# Brano fornito
-*-*-
Duplice infortunio mortale in uno scavo;
Responsabilità dell'appaltatore principale e del coordinatore per l'esecuzione;


 

 

 

LA CORTE SUPREMA DI CASSAZIONE
SEZIONE QUARTA PENALE

Composta dagli Ill.mi Sigg.:
Dott. Marzano Francesco - Presidente
1. Dott. Iacopino Silvana - Consigliere
2. Dott. Chiliberti Alfonso - Consigliere
3. Dott. Licari Carlo  - Consigliere
4. Dott. Palmieri Ettore - Consigliere

ha pronunciato la seguente

SENTENZA

sul ricorso proposto da:
1) D. D. N. IL ..omissis..
2) M. P. N. IL ..omissis..

avverso Sentenza del 15/10/2003  Corte di Appello di Trento

visti gli atti, la sentenza ed il procedimento

udita in Pubblica udienza la relazione fatta dal Consigliere Iacopino Silvana

Udito il Procuratore Generale in persona del Dr. M. Fraticelli  che ha concluso per il rigetto dei ricorsi

Udito, per la parte civile, l'Avv. Gian Maria Balduin

Uditi il difensore del D. Avv. Roberto Sutich e il difensore del M. Avv. Severino Santiapichi che hanno concluso per l'accoglimento dei ricorsi.

Fatto

Con sentenza del 6/6/2002 il GUP del Tribunale di Trento, all'esito di giudizio abbreviato, dichiarava D. D., M. P. e C. G. colpevoli del reato p. e p. dagli artt. 41, 589 comma 2 c.p.. nonché il D. anche del reato ex art. 7 co. 1 lett. B e co. 2 lett. A D.L.vo n. 626 del 1994, il M. pure delle contravvenzioni di cui all'art. 4, co. 1 lett. A) in relazione all'art. 12, di cui all'art. 5 co. 1 lett. B) e di cui all'art. 11 co. 1 lett. A del  D.L.vo n. 494 del 1996 e il C. del reato p. e p. dall'art. 13 co. 6 del Decreto Legislativo n. 164 del 1956 e condannava ciascuno dei detti imputati, con la concessione di attenuanti generiche equivalenti alle aggravanti e con la continuazione tra gli addebiti, alla pena, condizionalmente sospesa, di anni uno di reclusione, oltre che al risarcimento dei danni in favore delle costituite parti civili ed alla refusione delle spese di costituzione e di difesa dalle stesse sostenute.
-*-*-
# Consegna dell'esercizio a
Mostra ogni riga dei record che contiene la parola "with", distinguendo tra maiuscole e minuscole.
Il brano e i record hanno origini diverse.

# Dati forniti
-*-*-
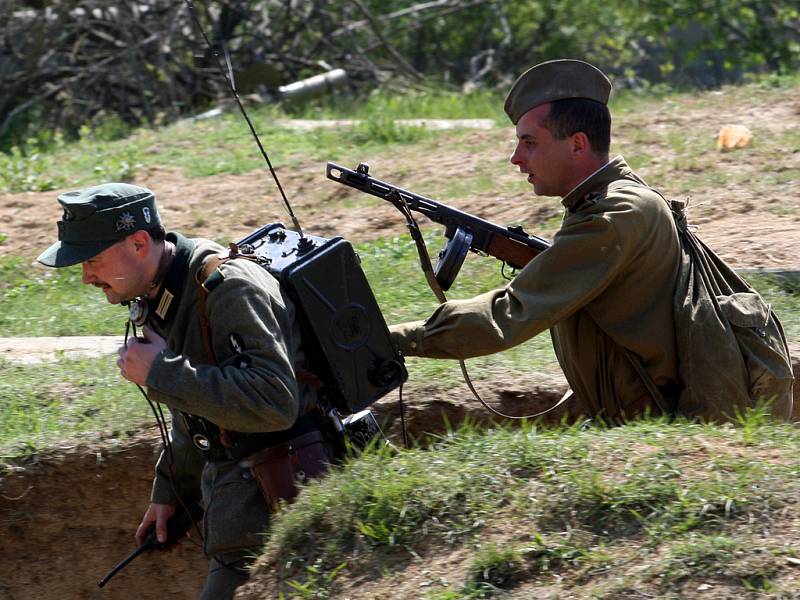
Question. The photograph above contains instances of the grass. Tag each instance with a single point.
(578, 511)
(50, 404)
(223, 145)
-*-*-
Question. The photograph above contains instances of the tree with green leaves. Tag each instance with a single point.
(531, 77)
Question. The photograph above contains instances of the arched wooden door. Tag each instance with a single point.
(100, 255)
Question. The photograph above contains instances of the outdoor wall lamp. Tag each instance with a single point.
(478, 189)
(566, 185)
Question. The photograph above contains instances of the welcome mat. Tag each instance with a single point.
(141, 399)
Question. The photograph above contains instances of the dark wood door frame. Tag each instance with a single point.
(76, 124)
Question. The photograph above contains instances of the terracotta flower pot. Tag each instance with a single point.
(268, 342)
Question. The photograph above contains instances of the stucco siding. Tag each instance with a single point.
-*-*-
# Consegna dell'esercizio b
Riscrivi il brano della sentenza da "visti gli atti, la" fino a "l'accoglimento dei ricorsi." compreso, sostituendo "Pubblica udienza" con "udienza pubblica".

# Soluzione scritta a
Question. The photograph above contains instances of the grass. Tag each instance with a single point.
Question. The photograph above contains instances of the tree with green leaves. Tag each instance with a single point.
Question. The photograph above contains instances of the arched wooden door. Tag each instance with a single point.
Question. The photograph above contains instances of the outdoor wall lamp. Tag each instance with a single point.
Question. The photograph above contains instances of the welcome mat. Tag each instance with a single point.
Question. The photograph above contains instances of the dark wood door frame. Tag each instance with a single point.
Question. The photograph above contains instances of the terracotta flower pot. Tag each instance with a single point.
Question. The photograph above contains instances of the stucco siding. Tag each instance with a single point.

# Soluzione scritta b
visti gli atti, la sentenza ed il procedimento

udita in udienza pubblica la relazione fatta dal Consigliere Iacopino Silvana

Udito il Procuratore Generale in persona del Dr. M. Fraticelli  che ha concluso per il rigetto dei ricorsi

Udito, per la parte civile, l'Avv. Gian Maria Balduin

Uditi il difensore del D. Avv. Roberto Sutich e il difensore del M. Avv. Severino Santiapichi che hanno concluso per l'accoglimento dei ricorsi.